(DIRECTIONS FOR THIS TASK) Set down a word-for-word copy of the data below, limited to the lines from the first through the line with "column 150, row 337".

*** Opening TASK INPUTS ***

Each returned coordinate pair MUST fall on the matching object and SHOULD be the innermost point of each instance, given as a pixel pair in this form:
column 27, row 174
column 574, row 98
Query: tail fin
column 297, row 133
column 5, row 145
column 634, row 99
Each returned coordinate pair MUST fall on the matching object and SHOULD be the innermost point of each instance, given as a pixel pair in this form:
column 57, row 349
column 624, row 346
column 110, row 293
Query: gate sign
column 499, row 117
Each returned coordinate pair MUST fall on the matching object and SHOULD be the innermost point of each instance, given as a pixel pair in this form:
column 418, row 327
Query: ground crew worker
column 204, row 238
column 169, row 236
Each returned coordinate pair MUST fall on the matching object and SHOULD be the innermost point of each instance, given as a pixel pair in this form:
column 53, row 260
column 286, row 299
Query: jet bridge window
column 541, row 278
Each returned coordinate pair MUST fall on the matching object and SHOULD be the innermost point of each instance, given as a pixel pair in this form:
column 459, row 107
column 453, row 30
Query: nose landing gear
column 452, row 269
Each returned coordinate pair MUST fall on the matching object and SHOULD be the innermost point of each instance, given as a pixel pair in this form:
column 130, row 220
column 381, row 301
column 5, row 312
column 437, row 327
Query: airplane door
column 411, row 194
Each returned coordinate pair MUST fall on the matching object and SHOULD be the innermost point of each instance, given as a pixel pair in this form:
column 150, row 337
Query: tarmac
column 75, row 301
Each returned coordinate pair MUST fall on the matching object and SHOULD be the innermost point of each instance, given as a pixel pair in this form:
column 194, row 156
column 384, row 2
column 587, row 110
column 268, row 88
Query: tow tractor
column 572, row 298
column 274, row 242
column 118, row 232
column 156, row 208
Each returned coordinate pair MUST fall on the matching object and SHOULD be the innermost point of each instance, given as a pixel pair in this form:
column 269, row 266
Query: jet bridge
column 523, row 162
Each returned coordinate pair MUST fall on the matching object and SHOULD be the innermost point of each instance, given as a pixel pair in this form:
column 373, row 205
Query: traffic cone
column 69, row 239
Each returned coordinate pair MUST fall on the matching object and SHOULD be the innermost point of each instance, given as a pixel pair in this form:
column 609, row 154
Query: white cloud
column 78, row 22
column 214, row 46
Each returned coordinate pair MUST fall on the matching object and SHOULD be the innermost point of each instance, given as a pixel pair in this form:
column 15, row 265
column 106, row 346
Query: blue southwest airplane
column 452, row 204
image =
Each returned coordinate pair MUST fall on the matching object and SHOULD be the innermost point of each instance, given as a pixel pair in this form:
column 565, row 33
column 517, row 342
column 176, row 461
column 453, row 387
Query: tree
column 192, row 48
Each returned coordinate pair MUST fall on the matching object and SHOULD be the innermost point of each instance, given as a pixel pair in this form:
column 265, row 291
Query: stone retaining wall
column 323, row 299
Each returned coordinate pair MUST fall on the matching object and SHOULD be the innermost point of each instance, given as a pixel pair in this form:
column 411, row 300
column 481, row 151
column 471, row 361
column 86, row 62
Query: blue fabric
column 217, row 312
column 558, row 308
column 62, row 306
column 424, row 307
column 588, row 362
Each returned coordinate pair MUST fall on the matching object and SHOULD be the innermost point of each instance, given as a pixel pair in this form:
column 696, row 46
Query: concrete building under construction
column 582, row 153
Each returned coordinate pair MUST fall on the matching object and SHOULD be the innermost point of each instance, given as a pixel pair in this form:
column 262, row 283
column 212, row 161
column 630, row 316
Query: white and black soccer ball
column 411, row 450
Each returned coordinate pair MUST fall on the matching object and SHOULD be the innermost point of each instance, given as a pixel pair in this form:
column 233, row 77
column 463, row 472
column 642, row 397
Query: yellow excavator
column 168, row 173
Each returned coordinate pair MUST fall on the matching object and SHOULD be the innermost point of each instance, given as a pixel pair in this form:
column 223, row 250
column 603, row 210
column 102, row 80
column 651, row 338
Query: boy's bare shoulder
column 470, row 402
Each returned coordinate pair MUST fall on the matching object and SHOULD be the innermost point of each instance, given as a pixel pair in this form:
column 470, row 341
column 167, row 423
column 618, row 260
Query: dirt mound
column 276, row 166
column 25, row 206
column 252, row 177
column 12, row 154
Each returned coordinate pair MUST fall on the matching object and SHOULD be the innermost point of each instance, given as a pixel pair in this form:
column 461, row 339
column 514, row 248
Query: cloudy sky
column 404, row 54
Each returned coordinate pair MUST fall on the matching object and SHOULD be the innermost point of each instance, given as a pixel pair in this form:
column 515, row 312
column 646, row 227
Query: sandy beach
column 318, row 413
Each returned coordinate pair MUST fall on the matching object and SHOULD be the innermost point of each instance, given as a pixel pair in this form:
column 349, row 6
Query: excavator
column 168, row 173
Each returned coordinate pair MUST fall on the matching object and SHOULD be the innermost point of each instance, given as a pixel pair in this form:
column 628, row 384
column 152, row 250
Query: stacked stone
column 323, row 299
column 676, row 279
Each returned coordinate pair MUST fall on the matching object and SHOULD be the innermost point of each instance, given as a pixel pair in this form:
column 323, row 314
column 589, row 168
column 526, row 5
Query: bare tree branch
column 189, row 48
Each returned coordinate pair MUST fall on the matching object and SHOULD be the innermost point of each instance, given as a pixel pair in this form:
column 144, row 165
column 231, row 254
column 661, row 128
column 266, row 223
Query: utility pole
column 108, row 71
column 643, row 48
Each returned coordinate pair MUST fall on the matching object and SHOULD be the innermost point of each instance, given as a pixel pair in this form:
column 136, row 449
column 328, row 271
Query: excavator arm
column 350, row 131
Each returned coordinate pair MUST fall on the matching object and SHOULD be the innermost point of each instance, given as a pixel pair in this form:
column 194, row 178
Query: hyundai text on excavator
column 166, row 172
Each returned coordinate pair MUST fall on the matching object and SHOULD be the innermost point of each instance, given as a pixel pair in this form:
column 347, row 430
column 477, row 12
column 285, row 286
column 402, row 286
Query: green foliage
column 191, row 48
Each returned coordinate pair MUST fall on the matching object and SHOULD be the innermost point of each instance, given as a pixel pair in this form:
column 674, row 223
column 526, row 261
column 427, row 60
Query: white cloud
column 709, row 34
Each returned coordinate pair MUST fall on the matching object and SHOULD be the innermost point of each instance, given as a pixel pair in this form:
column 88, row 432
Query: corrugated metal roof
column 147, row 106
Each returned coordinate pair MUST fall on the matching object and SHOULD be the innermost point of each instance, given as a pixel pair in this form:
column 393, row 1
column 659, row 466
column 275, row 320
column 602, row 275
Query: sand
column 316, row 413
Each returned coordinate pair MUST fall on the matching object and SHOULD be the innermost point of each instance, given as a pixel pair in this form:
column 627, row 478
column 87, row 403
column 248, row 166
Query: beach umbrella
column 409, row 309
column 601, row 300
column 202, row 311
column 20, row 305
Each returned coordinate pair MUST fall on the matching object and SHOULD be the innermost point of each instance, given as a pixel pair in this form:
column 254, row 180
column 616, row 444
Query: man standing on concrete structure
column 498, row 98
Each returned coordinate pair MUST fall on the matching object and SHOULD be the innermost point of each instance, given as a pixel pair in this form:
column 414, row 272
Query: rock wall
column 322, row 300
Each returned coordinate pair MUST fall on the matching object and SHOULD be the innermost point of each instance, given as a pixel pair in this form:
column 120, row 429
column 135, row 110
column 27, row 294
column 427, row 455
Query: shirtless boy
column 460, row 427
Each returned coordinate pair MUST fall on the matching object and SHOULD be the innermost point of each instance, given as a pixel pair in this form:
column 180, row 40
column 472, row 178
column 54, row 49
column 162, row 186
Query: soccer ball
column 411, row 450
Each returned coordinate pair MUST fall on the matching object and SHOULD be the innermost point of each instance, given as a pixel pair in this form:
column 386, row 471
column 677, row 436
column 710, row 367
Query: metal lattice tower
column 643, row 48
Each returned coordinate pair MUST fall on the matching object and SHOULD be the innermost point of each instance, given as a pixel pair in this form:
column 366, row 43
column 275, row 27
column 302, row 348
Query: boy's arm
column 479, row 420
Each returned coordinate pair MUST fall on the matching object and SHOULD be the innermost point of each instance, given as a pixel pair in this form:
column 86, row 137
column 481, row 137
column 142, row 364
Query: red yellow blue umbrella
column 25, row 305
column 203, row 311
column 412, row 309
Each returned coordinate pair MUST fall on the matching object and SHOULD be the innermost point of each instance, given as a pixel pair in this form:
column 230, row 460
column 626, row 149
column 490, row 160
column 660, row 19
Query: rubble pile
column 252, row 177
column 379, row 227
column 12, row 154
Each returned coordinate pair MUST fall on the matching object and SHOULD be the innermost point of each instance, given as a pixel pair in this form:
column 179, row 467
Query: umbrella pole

*** Closing TASK INPUTS ***

(REPLY TO THE EXERCISE)
Each returned coordinate pair MUST fall on the matching object and SHOULD be the innermost point of each instance, given as a pixel pair in this form:
column 27, row 174
column 574, row 98
Query: tail fin
column 297, row 133
column 5, row 145
column 634, row 99
Each returned coordinate pair MUST fall on the matching object and SHOULD be the innermost point of each instance, given as a pixel pair in this form:
column 57, row 349
column 624, row 346
column 110, row 293
Query: gate sign
column 499, row 117
Each returned coordinate pair MUST fall on the matching object and SHOULD be the innermost point of each instance, given as a pixel pair in this form:
column 418, row 327
Query: ground crew worker
column 204, row 238
column 169, row 236
Each returned coordinate pair MUST fall on the matching object and SHOULD be the innermost point of each instance, given as a pixel pair in this form:
column 53, row 260
column 286, row 299
Query: jet bridge window
column 541, row 278
Each returned coordinate pair MUST fall on the matching object and SHOULD be the innermost point of each instance, given as a pixel pair in this form:
column 459, row 107
column 453, row 30
Query: nose landing gear
column 452, row 269
Each returned coordinate pair MUST fall on the matching object and SHOULD be the innermost point of each instance, given as a pixel pair in this form:
column 130, row 220
column 381, row 301
column 5, row 312
column 437, row 327
Query: airplane door
column 411, row 194
Each returned coordinate pair MUST fall on the matching object and SHOULD be the innermost point of each instance, given as a pixel pair in this form:
column 150, row 337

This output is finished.